## WORK INSTRUCTION 1
Condense the paragraph of the comparative mapping passage that begins "Comparative mapping among related species" into a bulleted list that keeps its main facts.
## WORK INSTRUCTION 2
According to the comparative mapping passage, why was it difficult to carry out comparative studies within Brassicaceae based only on SSR marker primer sequences? Answer in one to three sentences.

## PROVIDED PASSAGE
--------------------
Comparative mapping among related species is a powerful tool for genetic studies by offering the possibility of transferring genomic information from well-studied species to more genetically complicated ones. This advantage is particularly obvious in Brassicaceae, because Arabidpsis thaliana, as a model plant for dicots, has completed genome sequence [25], and a wealth of functional genomics information. Much effort has been focused on the comparative analysis between Brassica species and A. thaliana. Several comparative maps in Brassicaceae have been constructed based on RFLP markers, cDNA clones from Brassica species [2, 2632]. Other types of markers, such as IP (intron polymorphism) markers from Arabidopsis[33], and gene specific markers based on Arabidopsis sequences were also used [34]. So far, no comparative mapping with Arabidopsis has been conducted with genetic maps based on SSR markers or other unknown sequence markers.

Wang et al.[32] constructed an integrated linkage map of B. napus using mainly SSR markers with the aid of other type of markers including RFLP, and then attempted to identify homologous loci in Arabidopsis to these SSR markers. However, <2% of the primer pairs had homology in Arabidopsis, of which only 50% agreed with those identified using the corresponding SSR clone sequences. In such a case, it was difficult for comparative studies within Brassicaceae only based on the SSR marker primer sequences [32]. On the other hand, in a comparative study based on 6, 5 and 6 BACs’ sequences from B. napus, B. rapa, and B. oleracea, respectively, it was found that most homologous loci in A and C genomes of B. napus, B. rapa and B. oleracea have colinear relationship with the same loci in Arabidopsis[35]. This finding implies that using the SSR markers homologous loci information in the B. rapa and B. oleracea genomes may bridge the comparative analysis of B. napus and Arabidopsis.
--------------------
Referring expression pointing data
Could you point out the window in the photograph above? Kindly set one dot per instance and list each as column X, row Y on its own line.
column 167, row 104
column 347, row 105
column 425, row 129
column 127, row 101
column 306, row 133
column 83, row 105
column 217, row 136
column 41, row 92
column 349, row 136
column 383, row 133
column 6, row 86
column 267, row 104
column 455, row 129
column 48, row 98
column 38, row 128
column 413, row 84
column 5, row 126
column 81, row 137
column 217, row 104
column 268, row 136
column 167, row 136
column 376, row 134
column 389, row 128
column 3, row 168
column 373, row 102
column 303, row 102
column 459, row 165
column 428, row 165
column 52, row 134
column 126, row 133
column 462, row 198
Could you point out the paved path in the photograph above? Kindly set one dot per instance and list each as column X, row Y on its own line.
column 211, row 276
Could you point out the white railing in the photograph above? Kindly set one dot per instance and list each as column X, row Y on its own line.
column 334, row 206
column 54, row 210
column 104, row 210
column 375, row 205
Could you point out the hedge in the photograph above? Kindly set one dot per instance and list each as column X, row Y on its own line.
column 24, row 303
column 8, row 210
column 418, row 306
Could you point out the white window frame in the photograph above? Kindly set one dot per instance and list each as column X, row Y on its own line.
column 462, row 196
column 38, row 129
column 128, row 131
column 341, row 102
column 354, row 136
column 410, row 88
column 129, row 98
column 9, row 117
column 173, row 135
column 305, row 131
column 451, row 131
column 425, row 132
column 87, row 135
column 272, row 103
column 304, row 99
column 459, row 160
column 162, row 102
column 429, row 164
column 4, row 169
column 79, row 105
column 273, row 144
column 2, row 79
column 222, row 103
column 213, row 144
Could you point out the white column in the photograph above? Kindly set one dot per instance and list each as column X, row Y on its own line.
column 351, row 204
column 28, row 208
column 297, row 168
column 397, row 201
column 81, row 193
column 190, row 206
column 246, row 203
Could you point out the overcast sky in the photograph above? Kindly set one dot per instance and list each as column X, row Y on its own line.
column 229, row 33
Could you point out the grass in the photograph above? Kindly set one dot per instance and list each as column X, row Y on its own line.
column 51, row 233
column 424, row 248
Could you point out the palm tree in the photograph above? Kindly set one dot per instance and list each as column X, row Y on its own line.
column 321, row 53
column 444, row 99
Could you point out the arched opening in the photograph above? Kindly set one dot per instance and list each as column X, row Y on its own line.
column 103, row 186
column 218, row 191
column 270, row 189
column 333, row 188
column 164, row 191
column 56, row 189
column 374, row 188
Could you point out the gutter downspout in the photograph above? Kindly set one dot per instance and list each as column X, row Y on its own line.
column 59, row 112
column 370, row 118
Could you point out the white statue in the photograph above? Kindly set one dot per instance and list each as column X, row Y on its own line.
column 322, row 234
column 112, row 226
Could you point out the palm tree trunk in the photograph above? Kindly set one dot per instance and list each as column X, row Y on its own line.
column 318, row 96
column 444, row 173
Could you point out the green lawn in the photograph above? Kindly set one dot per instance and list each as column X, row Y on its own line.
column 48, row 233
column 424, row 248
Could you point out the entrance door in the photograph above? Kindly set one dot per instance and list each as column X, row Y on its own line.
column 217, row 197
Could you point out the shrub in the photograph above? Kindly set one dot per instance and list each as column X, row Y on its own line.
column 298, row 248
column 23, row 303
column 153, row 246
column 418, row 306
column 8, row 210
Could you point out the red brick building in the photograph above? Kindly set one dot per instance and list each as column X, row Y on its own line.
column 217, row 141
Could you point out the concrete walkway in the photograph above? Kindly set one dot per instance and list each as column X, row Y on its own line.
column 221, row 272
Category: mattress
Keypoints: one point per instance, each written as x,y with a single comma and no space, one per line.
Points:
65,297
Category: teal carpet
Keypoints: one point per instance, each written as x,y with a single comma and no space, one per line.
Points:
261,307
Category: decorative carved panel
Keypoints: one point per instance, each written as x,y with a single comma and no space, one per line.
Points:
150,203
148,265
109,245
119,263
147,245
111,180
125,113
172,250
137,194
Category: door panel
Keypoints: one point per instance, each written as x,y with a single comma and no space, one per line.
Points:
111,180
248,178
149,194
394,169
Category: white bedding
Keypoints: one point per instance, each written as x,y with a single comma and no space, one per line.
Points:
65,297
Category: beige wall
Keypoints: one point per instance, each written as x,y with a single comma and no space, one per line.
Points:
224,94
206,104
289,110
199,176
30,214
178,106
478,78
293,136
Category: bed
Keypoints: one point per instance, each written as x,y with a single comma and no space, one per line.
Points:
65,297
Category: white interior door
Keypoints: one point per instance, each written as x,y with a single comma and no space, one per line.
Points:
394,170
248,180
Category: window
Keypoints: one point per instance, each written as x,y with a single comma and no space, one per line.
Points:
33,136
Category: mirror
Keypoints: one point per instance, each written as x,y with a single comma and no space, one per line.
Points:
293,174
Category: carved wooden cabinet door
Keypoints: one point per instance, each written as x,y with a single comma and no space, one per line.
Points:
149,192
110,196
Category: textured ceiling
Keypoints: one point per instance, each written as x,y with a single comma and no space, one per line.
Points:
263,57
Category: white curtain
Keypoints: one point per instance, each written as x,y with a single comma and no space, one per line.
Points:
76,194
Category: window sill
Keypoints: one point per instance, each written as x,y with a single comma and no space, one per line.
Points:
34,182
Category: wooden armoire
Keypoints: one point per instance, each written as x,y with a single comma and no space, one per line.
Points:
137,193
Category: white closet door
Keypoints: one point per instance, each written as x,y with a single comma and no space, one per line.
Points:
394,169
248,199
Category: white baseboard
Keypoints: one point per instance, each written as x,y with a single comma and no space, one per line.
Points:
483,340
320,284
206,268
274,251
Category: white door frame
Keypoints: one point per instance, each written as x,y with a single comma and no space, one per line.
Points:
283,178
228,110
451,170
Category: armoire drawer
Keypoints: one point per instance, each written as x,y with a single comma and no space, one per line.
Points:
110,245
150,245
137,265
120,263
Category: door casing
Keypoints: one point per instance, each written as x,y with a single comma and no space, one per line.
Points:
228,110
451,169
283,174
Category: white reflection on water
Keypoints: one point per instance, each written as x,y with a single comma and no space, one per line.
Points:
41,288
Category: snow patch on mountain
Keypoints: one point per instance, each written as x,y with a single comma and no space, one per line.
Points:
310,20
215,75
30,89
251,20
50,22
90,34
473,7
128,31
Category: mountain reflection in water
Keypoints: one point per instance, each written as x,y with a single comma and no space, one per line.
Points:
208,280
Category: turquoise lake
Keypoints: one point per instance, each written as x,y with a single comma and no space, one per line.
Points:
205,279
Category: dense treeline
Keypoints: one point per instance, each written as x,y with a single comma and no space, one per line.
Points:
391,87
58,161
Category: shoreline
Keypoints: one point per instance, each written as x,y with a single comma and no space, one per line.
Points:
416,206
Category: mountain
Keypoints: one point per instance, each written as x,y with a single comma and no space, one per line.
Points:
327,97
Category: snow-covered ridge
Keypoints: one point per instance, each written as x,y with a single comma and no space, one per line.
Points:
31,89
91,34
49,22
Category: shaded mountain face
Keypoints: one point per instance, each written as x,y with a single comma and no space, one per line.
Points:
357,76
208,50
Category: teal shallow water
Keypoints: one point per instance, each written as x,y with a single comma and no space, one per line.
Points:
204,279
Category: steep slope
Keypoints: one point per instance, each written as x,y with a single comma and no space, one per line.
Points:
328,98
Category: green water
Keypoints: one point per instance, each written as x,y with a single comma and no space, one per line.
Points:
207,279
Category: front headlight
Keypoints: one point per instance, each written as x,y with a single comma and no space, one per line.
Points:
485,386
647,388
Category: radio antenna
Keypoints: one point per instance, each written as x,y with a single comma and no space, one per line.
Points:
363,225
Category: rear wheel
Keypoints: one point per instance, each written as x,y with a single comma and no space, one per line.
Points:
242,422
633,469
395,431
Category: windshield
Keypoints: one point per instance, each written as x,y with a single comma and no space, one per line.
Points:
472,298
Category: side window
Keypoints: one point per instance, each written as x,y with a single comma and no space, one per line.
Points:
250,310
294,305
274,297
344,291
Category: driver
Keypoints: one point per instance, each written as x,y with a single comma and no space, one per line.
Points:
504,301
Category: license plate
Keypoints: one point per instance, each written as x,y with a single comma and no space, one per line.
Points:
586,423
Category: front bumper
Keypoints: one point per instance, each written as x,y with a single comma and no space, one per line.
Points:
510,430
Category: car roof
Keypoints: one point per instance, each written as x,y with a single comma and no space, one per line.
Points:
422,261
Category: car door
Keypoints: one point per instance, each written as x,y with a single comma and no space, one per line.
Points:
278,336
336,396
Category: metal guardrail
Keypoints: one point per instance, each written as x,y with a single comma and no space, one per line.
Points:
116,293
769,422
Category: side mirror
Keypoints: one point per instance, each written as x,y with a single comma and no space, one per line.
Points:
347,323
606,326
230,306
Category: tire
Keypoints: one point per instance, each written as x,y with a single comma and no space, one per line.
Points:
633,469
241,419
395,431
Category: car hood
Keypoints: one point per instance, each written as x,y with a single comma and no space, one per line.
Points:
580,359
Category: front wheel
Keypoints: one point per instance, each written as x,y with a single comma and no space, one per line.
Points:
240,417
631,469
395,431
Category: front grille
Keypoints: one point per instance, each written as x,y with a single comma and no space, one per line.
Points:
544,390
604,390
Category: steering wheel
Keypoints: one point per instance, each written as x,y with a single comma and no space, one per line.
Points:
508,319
--------------------
## OUTPUT 1
- Comparative mapping among related species lets genomic information be transferred from well-studied species to more genetically complicated ones.
- This advantage is especially clear in Brassicaceae, because A. thaliana, a model dicot, has a completed genome sequence and abundant functional genomics information.
- Much effort has gone into comparing Brassica species with A. thaliana.
- Several comparative maps in Brassicaceae have been built from RFLP markers and cDNA clones from Brassica species.
- Intron polymorphism markers from Arabidopsis and gene-specific markers based on Arabidopsis sequences have also been used.
- No comparative mapping with Arabidopsis has yet been done using genetic maps based on SSR markers or other unknown sequence markers.

## OUTPUT 2
When Wang et al. tried to find homologous loci in Arabidopsis for their SSR markers, fewer than 2% of the primer pairs had homology in Arabidopsis. Only 50% of those agreed with the loci identified using the corresponding SSR clone sequences.